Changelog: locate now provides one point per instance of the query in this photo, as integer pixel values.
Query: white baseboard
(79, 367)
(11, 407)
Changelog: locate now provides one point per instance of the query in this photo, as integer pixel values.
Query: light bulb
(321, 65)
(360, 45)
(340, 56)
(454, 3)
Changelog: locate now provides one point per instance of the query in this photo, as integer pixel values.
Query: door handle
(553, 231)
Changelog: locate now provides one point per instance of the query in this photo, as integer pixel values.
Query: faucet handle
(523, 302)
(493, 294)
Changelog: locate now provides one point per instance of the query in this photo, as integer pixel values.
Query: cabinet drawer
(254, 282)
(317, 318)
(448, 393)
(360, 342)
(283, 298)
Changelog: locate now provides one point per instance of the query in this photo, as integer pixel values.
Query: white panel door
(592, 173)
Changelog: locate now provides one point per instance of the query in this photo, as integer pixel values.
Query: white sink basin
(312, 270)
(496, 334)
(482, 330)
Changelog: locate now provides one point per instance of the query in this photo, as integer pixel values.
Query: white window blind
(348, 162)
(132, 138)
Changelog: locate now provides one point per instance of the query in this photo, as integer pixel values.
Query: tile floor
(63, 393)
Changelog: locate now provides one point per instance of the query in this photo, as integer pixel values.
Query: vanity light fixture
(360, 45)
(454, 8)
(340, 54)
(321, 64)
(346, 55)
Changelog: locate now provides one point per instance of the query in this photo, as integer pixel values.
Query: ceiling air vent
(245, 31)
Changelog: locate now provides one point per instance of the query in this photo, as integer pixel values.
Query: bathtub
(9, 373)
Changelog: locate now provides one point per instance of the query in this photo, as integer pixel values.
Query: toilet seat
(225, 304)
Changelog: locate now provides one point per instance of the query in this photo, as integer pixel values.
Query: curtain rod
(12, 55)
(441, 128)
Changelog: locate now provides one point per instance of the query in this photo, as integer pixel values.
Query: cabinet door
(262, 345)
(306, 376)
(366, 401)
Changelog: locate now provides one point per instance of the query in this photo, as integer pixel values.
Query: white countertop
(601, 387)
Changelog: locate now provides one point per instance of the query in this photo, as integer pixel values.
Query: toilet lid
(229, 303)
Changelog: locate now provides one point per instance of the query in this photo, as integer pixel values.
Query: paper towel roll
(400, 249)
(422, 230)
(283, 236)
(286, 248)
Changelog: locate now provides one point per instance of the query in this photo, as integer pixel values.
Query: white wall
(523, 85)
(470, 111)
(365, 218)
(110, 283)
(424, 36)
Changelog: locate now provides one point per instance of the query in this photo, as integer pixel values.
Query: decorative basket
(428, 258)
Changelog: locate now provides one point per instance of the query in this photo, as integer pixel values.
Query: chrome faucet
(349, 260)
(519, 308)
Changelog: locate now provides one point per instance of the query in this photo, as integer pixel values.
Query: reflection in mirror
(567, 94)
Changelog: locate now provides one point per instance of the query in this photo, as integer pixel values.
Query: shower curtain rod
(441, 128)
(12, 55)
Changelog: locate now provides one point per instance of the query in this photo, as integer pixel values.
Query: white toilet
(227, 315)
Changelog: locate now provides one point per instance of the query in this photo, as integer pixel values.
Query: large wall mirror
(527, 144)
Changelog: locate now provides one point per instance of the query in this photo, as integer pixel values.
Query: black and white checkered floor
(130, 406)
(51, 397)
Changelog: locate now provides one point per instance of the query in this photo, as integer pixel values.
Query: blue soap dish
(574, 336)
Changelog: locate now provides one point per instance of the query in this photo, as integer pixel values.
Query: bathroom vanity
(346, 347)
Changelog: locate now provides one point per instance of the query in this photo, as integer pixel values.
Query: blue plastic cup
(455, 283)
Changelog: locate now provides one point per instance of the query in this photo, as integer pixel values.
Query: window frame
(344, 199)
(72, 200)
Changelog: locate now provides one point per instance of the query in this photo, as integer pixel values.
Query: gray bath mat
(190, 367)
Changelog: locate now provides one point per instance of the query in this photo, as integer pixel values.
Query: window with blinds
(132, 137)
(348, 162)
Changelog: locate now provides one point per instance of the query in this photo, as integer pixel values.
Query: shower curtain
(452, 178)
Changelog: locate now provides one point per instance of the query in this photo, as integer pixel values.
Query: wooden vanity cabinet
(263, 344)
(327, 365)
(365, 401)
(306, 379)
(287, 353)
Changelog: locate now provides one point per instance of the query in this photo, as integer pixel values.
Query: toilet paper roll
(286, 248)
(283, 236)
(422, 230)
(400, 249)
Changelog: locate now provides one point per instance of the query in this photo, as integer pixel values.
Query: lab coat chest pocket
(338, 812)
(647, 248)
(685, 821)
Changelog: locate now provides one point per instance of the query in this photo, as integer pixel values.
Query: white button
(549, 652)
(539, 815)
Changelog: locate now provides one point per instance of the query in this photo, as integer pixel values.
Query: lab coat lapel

■ What to produce
Above are some records; extract every one of them exactly.

■ Answer to the exercise
Changelog: locate now provides one point per instance of the query in this photo, as integer pixel values.
Query: white baseboard
(79, 367)
(11, 407)
Changelog: locate now provides one point per instance of the query in this photo, as integer pixel values.
Query: light bulb
(321, 65)
(360, 45)
(340, 56)
(454, 3)
Changelog: locate now provides one point per instance of the query in this photo, as integer pixel values.
Query: door handle
(553, 231)
Changelog: locate now provides one point per instance of the query in this photo, as integer pixel values.
Query: faucet handle
(523, 302)
(493, 294)
Changelog: locate now provides one point per instance of the query in this photo, as integer pixel values.
Query: cabinet drawer
(254, 282)
(317, 318)
(448, 393)
(360, 342)
(283, 298)
Changelog: locate now provides one point per instance of the query in this photo, as integer pixel values.
Query: white panel door
(592, 173)
Changelog: locate now provides one point per instance of the query in this photo, as integer pixel values.
Query: white sink basin
(312, 270)
(496, 334)
(482, 330)
Changelog: locate now provides one point per instance of the query in this photo, as integer pixel values.
Query: white window blind
(348, 162)
(132, 138)
Changelog: locate now provides one point per instance of the query in this photo, as integer pixel values.
Query: tile floor
(63, 393)
Changelog: locate now provides one point per instance of the query in this photo, as integer pixel values.
Query: vanity light fixture
(360, 45)
(454, 8)
(340, 54)
(321, 64)
(346, 55)
Changelog: locate now provides one point per instance of the query in this photo, as integer pixel values.
Query: ceiling air vent
(245, 31)
Changelog: locate now provides one point per instance of the query in this photo, as integer pixel values.
Query: bathtub
(9, 373)
Changelog: locate now provides one point per instance of the query in this photo, as integer pixel values.
Query: toilet seat
(225, 304)
Changelog: locate now provides one point per instance of the query in this photo, as integer pixel values.
Query: curtain rod
(12, 55)
(441, 128)
Changelog: locate now provides one point per instance of the query in this photo, as integer pixel values.
Query: cabinet door
(262, 345)
(306, 376)
(366, 401)
Changelog: locate now provides one point per instance of the query in this photo, as integer pixel values.
Query: white countertop
(601, 387)
Changelog: locate now provides one point per instance of the query in this photo, as integer pixel values.
Query: toilet lid
(229, 303)
Changelog: locate now provides one point per instance of the query in this photo, as integer pixel values.
Query: paper towel roll
(400, 249)
(422, 230)
(283, 236)
(286, 248)
Changelog: locate now provides one point per instance of the query in this photo, as integer pixel values.
Query: white wall
(523, 85)
(470, 111)
(365, 218)
(110, 283)
(424, 36)
Changelog: locate now provides one point per instance of the query in this photo, as integer pixel values.
Query: decorative basket
(428, 258)
Changelog: locate now provides one point per instance of the query in this photo, as integer pixel values.
Query: chrome faucet
(349, 260)
(519, 308)
Changelog: locate now provides one point per instance of the query in this photo, as integer pixel values.
Query: reflection in mirror
(567, 94)
Changelog: locate now provides one point per instance of the query in this photo, as integer pixel values.
Query: shower curtain rod
(441, 128)
(12, 55)
Changelog: locate now provides one point per instance of the query in this photo, as integer pixel values.
Query: white toilet
(227, 315)
Changelog: locate now provides one point per instance of the query in this photo, as integer pixel values.
Query: large wall mirror
(527, 144)
Changelog: locate now provides one point per instance of the query in this photo, as integer pixel values.
Query: black and white checkered floor
(130, 406)
(51, 397)
Changelog: locate now provides one point per instance of the query in this photo, as integer pixel values.
Query: blue soap dish
(574, 336)
Changelog: locate now provides one point per instance of the query in this photo, as integer pixel values.
Query: bathroom vanity
(346, 347)
Changelog: locate now provides one point per instance of the query in this photo, as integer pixel values.
Query: blue plastic cup
(455, 283)
Changelog: locate now provides one point per instance of the query in this photo, as integer pixel values.
Query: window frame
(344, 199)
(72, 200)
Changelog: locate now provides one point per instance of the query in this photo, as integer pixel values.
Query: gray bath mat
(190, 367)
Changelog: locate now provides one point per instance of the query in this photo, as integer pixel values.
Query: window with blinds
(132, 137)
(348, 162)
Changelog: locate now provides one point per instance of the query in this photo, as integer pixel values.
Query: shower curtain
(452, 178)
Changelog: locate now provides one point per instance of the query in this photo, as integer pixel values.
Query: wooden vanity cabinet
(263, 344)
(327, 365)
(365, 401)
(306, 379)
(287, 353)
Changelog: locate now provides one point per instance of the query in this photo, as integer pixel values.
Query: toilet paper roll
(286, 248)
(283, 236)
(422, 230)
(400, 249)
Changelog: locate now provides one point per instance of the query in this photo, as integer pixel values.
Query: lab coat chest pocket
(338, 812)
(647, 248)
(685, 821)
Changelog: locate now provides one point per instance of the query in this photo, as integer pixel values.
Query: white button
(549, 652)
(539, 815)
Changelog: locate now provides one point per instance of the query in this photo, as integer pixel values.
Query: lab coat lapel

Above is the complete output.